◆ **INSTRUCTIONS TO FOLLOW**
Write out the entries once more, exactly as they appear.

◆ **EXERCISE INPUTS**
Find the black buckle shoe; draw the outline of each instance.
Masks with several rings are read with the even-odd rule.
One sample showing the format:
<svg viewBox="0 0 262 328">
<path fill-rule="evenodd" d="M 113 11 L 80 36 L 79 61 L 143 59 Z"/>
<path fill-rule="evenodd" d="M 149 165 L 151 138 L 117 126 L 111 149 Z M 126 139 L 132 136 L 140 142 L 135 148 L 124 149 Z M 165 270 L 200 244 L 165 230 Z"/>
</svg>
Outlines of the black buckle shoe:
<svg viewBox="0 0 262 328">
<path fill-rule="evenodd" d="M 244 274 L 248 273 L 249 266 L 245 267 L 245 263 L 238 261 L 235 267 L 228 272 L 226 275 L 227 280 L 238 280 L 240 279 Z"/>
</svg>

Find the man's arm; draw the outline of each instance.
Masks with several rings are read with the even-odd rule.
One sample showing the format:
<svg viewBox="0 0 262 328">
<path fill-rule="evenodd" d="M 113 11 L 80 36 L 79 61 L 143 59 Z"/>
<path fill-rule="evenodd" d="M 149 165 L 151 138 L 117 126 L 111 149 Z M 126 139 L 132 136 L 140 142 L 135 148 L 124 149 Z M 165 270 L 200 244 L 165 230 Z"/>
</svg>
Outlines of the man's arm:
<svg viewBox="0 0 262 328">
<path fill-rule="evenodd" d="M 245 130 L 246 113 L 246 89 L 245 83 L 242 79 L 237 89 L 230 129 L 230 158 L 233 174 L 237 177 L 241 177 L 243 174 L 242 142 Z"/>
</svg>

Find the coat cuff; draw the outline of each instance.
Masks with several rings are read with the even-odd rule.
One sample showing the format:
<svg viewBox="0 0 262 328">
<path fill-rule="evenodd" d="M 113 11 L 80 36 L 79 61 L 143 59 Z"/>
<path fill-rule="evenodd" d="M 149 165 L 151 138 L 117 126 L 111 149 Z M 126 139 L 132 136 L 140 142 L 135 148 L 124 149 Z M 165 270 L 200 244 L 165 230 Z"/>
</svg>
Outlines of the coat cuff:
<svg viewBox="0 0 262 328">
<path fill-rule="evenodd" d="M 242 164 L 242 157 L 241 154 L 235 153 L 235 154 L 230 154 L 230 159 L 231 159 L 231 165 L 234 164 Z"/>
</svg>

◆ **EXERCISE RESPONSE**
Find the black buckle shoe; draw the outline of each instance.
Masks with several rings are read with the even-odd rule.
One sample showing the format:
<svg viewBox="0 0 262 328">
<path fill-rule="evenodd" d="M 113 11 L 80 36 L 79 61 L 143 59 Z"/>
<path fill-rule="evenodd" d="M 149 165 L 151 138 L 117 126 L 111 149 Z M 126 139 L 132 136 L 140 142 L 135 148 L 124 149 Z M 165 270 L 200 244 L 165 230 Z"/>
</svg>
Outlines of the black buckle shoe:
<svg viewBox="0 0 262 328">
<path fill-rule="evenodd" d="M 244 274 L 248 273 L 249 266 L 245 267 L 245 263 L 238 261 L 235 267 L 228 272 L 226 275 L 227 280 L 238 280 L 240 279 Z"/>
</svg>

Find the man's arm; draw the outline of each instance.
Masks with several rings are read with the even-odd rule.
One sample showing the format:
<svg viewBox="0 0 262 328">
<path fill-rule="evenodd" d="M 113 11 L 80 36 L 79 61 L 143 59 Z"/>
<path fill-rule="evenodd" d="M 149 165 L 151 138 L 117 126 L 111 149 Z M 126 139 L 132 136 L 140 142 L 135 148 L 124 149 Z M 165 270 L 200 244 L 165 230 Z"/>
</svg>
Outlines of the man's arm:
<svg viewBox="0 0 262 328">
<path fill-rule="evenodd" d="M 245 130 L 246 113 L 246 89 L 245 83 L 242 79 L 237 89 L 230 129 L 230 158 L 233 174 L 237 177 L 241 177 L 243 174 L 242 142 Z"/>
</svg>

Find the coat cuff; draw the outline of each instance.
Masks with several rings are read with the even-odd rule.
One sample showing the format:
<svg viewBox="0 0 262 328">
<path fill-rule="evenodd" d="M 113 11 L 80 36 L 79 61 L 143 59 Z"/>
<path fill-rule="evenodd" d="M 149 165 L 151 138 L 117 126 L 111 149 Z M 126 139 L 132 136 L 140 142 L 135 148 L 124 149 Z M 165 270 L 200 244 L 165 230 Z"/>
</svg>
Outlines of the coat cuff:
<svg viewBox="0 0 262 328">
<path fill-rule="evenodd" d="M 242 164 L 242 157 L 241 154 L 235 153 L 235 154 L 230 154 L 230 159 L 231 159 L 231 165 L 234 164 Z"/>
</svg>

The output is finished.